EXERCISE MATERIAL:

....

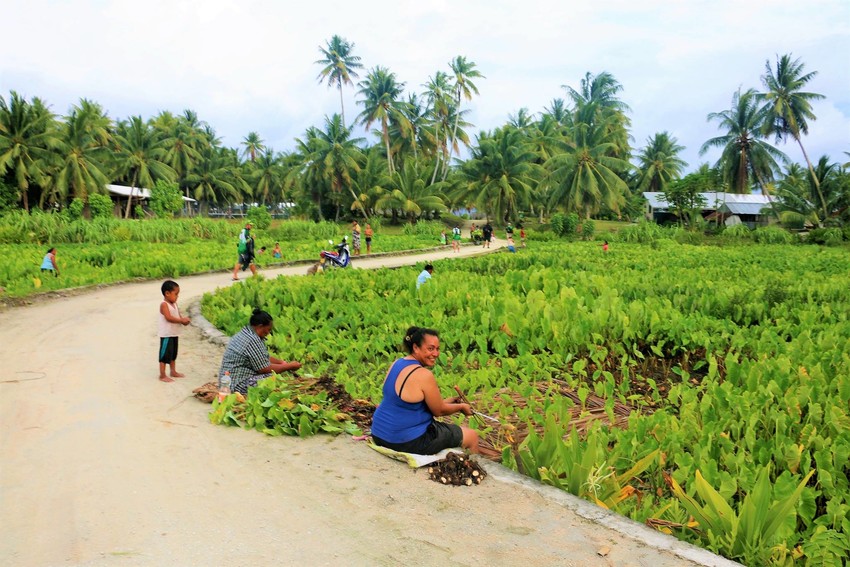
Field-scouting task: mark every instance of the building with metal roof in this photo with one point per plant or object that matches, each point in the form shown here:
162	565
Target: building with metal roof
733	208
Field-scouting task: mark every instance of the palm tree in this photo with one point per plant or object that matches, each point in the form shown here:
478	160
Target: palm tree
502	173
419	127
183	142
745	156
372	181
82	155
381	92
213	179
439	96
522	119
798	194
464	71
410	194
338	155
584	177
267	177
558	111
597	101
659	162
253	145
339	66
27	132
788	107
140	156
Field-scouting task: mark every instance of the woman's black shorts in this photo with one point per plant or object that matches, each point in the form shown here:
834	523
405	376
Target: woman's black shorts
437	437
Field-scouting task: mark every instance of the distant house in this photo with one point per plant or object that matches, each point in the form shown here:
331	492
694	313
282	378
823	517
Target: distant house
120	194
731	208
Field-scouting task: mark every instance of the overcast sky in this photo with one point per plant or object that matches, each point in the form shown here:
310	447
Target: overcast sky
250	65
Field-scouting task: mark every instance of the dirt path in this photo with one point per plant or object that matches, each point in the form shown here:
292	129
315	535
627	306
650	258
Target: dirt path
102	464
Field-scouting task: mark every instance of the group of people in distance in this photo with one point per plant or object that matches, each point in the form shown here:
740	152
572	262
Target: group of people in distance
405	418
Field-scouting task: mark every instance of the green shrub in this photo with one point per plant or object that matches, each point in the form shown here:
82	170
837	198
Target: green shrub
692	237
737	231
565	225
827	236
588	227
772	235
75	209
644	232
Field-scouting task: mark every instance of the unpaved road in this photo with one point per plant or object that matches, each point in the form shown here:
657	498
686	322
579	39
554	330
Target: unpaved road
102	464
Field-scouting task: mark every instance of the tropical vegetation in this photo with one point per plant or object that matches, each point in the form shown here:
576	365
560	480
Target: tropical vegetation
420	158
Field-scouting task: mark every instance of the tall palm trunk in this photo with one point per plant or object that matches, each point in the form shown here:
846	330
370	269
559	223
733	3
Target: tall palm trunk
436	154
387	143
341	106
454	139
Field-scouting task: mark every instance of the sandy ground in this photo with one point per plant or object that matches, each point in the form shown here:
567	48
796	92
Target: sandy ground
102	464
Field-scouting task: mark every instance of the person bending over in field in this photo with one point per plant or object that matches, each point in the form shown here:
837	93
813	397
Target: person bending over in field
404	421
247	358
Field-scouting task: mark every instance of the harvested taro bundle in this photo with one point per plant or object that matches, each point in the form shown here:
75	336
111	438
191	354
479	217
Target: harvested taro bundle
456	469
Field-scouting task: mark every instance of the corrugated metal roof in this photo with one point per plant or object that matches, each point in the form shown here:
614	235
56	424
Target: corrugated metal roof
137	192
746	208
713	200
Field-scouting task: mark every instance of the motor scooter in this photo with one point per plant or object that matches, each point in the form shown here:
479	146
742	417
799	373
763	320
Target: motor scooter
339	259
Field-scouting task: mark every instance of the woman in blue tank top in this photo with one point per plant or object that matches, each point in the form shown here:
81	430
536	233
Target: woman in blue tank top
404	421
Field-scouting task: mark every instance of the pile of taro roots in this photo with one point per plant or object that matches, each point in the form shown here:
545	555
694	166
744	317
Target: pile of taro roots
456	469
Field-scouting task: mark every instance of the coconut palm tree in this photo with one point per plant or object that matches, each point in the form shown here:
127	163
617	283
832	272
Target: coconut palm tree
338	155
410	195
503	173
381	102
420	130
372	181
140	155
464	72
82	155
339	66
788	107
183	140
558	111
799	196
659	162
584	176
27	132
253	145
597	101
745	158
438	92
267	176
522	119
213	180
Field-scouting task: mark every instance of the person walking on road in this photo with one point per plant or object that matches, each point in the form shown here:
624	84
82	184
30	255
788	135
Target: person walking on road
245	249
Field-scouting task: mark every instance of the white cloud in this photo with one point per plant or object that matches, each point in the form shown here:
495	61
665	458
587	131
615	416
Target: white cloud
249	66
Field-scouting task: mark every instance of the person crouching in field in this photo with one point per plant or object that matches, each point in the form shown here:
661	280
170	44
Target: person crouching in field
170	327
247	357
404	420
49	264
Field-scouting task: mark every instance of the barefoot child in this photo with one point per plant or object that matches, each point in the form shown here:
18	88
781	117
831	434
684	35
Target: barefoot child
170	322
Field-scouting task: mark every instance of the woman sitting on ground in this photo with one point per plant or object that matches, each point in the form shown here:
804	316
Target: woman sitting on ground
247	358
404	421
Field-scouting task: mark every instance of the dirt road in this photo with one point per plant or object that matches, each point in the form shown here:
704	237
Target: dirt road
102	464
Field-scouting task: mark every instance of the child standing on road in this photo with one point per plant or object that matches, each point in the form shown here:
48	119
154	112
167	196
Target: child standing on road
49	263
169	327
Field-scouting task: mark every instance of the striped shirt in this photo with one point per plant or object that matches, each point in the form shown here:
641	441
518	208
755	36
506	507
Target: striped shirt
245	355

....

REQUEST:
Turn the records above into a Markdown table with two columns, Row and Line, where each non-blank line gets its own numbered row. Omit the pictures and any blank lines.

ANSWER FOR THE TASK:
| Row | Line |
|---|---|
| 1 | Field-scouting task: mark every instance of the building with metal roof in this photo with one point per plant or object that matches, each point in the form shown here: |
| 2 | 162	565 |
| 3 | Target: building with metal roof |
| 4 | 733	208 |
| 5 | Field-scouting task: mark every instance of the palm tree in this photo with one point per plant or object that matches, each point in the form shown here: |
| 6 | 478	160 |
| 7 | Target: palm tree |
| 8 | 502	173 |
| 9 | 419	127 |
| 10 | 183	142 |
| 11 | 745	156 |
| 12 | 372	181 |
| 13 | 82	155 |
| 14 | 381	92 |
| 15 | 213	179 |
| 16 | 439	96 |
| 17 | 522	119 |
| 18 | 798	194 |
| 19 | 464	71 |
| 20 | 410	194 |
| 21 | 338	155 |
| 22 | 584	177 |
| 23 | 267	177 |
| 24 | 558	111 |
| 25 | 597	101 |
| 26 | 659	162 |
| 27 | 253	145 |
| 28 | 339	66 |
| 29 | 27	132 |
| 30 | 788	107 |
| 31 | 140	156 |
| 32 | Field-scouting task: mark every instance of the woman's black shorts in this photo with one point per plant or object that matches, each point in the form shown here: |
| 33 | 834	523 |
| 34 | 405	376 |
| 35 | Target: woman's black shorts |
| 36 | 437	437 |
| 37 | Field-scouting task: mark every instance of the distant house in this photo with one point per plant or object that matches, each point in the form shown here: |
| 38 | 331	492 |
| 39 | 694	313 |
| 40 | 282	378 |
| 41 | 823	517 |
| 42 | Target: distant house |
| 43 | 120	194 |
| 44 | 731	208 |
| 45 | Field-scouting task: mark every instance of the overcast sky in this photo with one point per plant or object that matches, each point in the form shown here: |
| 46 | 310	447 |
| 47 | Target: overcast sky |
| 48 | 250	65 |
| 49 | Field-scouting task: mark every instance of the dirt path in this photo with one point per plant or object that matches, each point in the form shown here: |
| 50 | 292	129 |
| 51 | 315	535 |
| 52 | 627	306 |
| 53 | 650	258 |
| 54 | Target: dirt path |
| 55 | 102	464 |
| 56 | Field-scouting task: mark every instance of the group of people in distance in this photo with one point per plant or object that matches, each point in the form shown here: |
| 57 | 740	152 |
| 58 | 572	262 |
| 59 | Target: group of people in distance |
| 60 | 405	418 |
| 61 | Field-scouting task: mark every instance of the green shrub in this photo with one point per plant or object that matches, each point in the form shown here: |
| 62 | 82	170 |
| 63 | 837	198 |
| 64 | Target: green shrub |
| 65 | 692	237 |
| 66 | 737	231 |
| 67 | 565	225 |
| 68 | 827	236 |
| 69 | 588	227 |
| 70 | 772	235 |
| 71 | 75	209 |
| 72 | 644	232 |
| 73 | Field-scouting task: mark every instance of the unpaved road in this photo with one point per plant or object that matches, each point in the form shown here: |
| 74 | 657	498 |
| 75 | 686	322 |
| 76 | 579	39 |
| 77 | 554	330 |
| 78 | Target: unpaved road |
| 79 | 102	464 |
| 80 | Field-scouting task: mark every instance of the tropical vegetation in this photo with one point per plant or object that matches, each point in the form shown here: |
| 81 | 576	365 |
| 82 | 560	480 |
| 83 | Target: tropical vegetation |
| 84 | 420	158 |
| 85 | Field-scouting task: mark every instance of the tall palm trunk in this photo with one point per plant or object that matches, each point in the form shown here: |
| 86 | 846	330 |
| 87 | 370	269 |
| 88 | 559	223 |
| 89 | 733	3 |
| 90 | Target: tall palm trunk |
| 91 | 436	154 |
| 92 | 387	143 |
| 93 | 341	106 |
| 94 | 454	139 |
| 95 | Field-scouting task: mark every instance of the sandy ground in this photo with one point per plant or object that matches, each point in the form shown here: |
| 96 | 567	48 |
| 97 | 796	92 |
| 98 | Target: sandy ground |
| 99 | 102	464 |
| 100 | Field-scouting task: mark every instance of the person bending over in field in this photo with one point per plant or object that matches, each point in the form shown here: |
| 101 | 837	93 |
| 102 | 813	397 |
| 103 | Target: person bending over in field |
| 104 | 404	421 |
| 105 | 247	358 |
| 106 | Field-scouting task: mark every instance of the harvested taro bundle in this photo with one point per plant or object that matches, each point in the form shown here: |
| 107 | 75	336 |
| 108 | 111	438 |
| 109 | 191	354 |
| 110 | 479	217 |
| 111 | Target: harvested taro bundle |
| 112 | 456	469 |
| 113 | Field-scouting task: mark every instance of the corrugated metal roof in this photo with one point per plant or object that matches, each point in the form shown here: |
| 114 | 614	235 |
| 115 | 56	424 |
| 116 | Target: corrugated metal roof |
| 117 | 137	192 |
| 118 | 746	208 |
| 119 | 713	200 |
| 120 | Field-scouting task: mark every instance of the motor scooter in this photo with one point per plant or object that matches, each point in the form shown here: |
| 121 | 479	146 |
| 122 | 742	417 |
| 123 | 799	373 |
| 124 | 763	320 |
| 125 | Target: motor scooter |
| 126 | 339	259 |
| 127 | Field-scouting task: mark every instance of the woman in blue tank top in this photo with one point per plant or object that matches, each point in the form shown here: |
| 128 | 81	430 |
| 129 | 536	233 |
| 130 | Target: woman in blue tank top |
| 131 | 404	421 |
| 132 | Field-scouting task: mark every instance of the pile of taro roots in this photo with one point per plant or object that matches, each point in the form shown here: |
| 133 | 545	555 |
| 134 | 694	166 |
| 135 | 744	317 |
| 136 | Target: pile of taro roots |
| 137 | 456	469 |
| 138 | Field-scouting task: mark every instance of the coconut palm tree in this photo with one point per plant or object that matches, each point in the form shown here: |
| 139 | 127	163 |
| 140 | 617	283 |
| 141 | 832	272 |
| 142 | Target: coconut palm tree |
| 143 | 338	155 |
| 144 | 410	195 |
| 145 | 503	173 |
| 146 | 381	102 |
| 147 | 420	130 |
| 148 | 372	181 |
| 149 | 140	155 |
| 150 | 464	72 |
| 151 | 82	155 |
| 152 | 339	66 |
| 153 | 788	107 |
| 154 | 183	140 |
| 155 | 558	111 |
| 156 | 799	196 |
| 157 | 659	162 |
| 158 | 584	176 |
| 159 | 27	132 |
| 160 | 253	145 |
| 161 | 597	101 |
| 162 | 745	158 |
| 163 | 438	92 |
| 164 | 267	176 |
| 165 | 522	119 |
| 166 | 213	180 |
| 167 | Field-scouting task: mark every instance of the person walking on road in this photo with one point per plant or object that matches, each point in the form shown here: |
| 168 | 624	84 |
| 169 | 82	184 |
| 170 | 30	255 |
| 171 | 788	135 |
| 172 | Target: person walking on road |
| 173 | 245	249 |
| 174 | Field-scouting task: mark every instance of the white cloud in this photo with one point per plant or object that matches, each point in the form shown here: |
| 175 | 495	61 |
| 176 | 665	458 |
| 177 | 587	131 |
| 178 | 615	416 |
| 179 | Target: white cloud |
| 180 | 249	66 |
| 181 | Field-scouting task: mark every instance of the person crouching in field in this photo with one point per plant or object that matches, each point in the form shown here: |
| 182 | 661	280 |
| 183 | 170	44 |
| 184 | Target: person crouching in field |
| 185 | 170	327 |
| 186 | 247	357 |
| 187 | 404	420 |
| 188 | 49	264 |
| 189 | Field-scouting task: mark every instance of the barefoot child in this photo with one point per plant or object that matches, each point in the form shown here: |
| 190 | 18	88 |
| 191 | 781	117 |
| 192 | 831	434 |
| 193 | 684	35 |
| 194 | Target: barefoot child |
| 195 | 170	322 |
| 196 | Field-scouting task: mark every instance of the woman sitting on ground in this photo with one point per plant or object that matches, each point in the form shown here: |
| 197 | 804	316 |
| 198 | Target: woman sitting on ground |
| 199 | 247	358 |
| 200 | 404	421 |
| 201 | Field-scouting task: mark every instance of the dirt road in this photo with one point per plant or object that matches, each point in the form shown here: |
| 202 | 704	237 |
| 203 | Target: dirt road |
| 204 | 102	464 |
| 205 | Field-scouting task: mark every instance of the child standing on road in this photo with one point per plant or object that matches, each point in the form shown here: |
| 206 | 48	119 |
| 207 | 154	112 |
| 208 | 167	196 |
| 209 | Target: child standing on road |
| 210 | 49	263 |
| 211 | 169	327 |
| 212 | Field-scouting task: mark every instance of the striped shirt in this photo with one point per plant or object that matches, each point in the form shown here: |
| 213 | 641	441 |
| 214 | 518	208 |
| 215 | 755	36 |
| 216 | 506	507 |
| 217 | Target: striped shirt |
| 218 | 245	355 |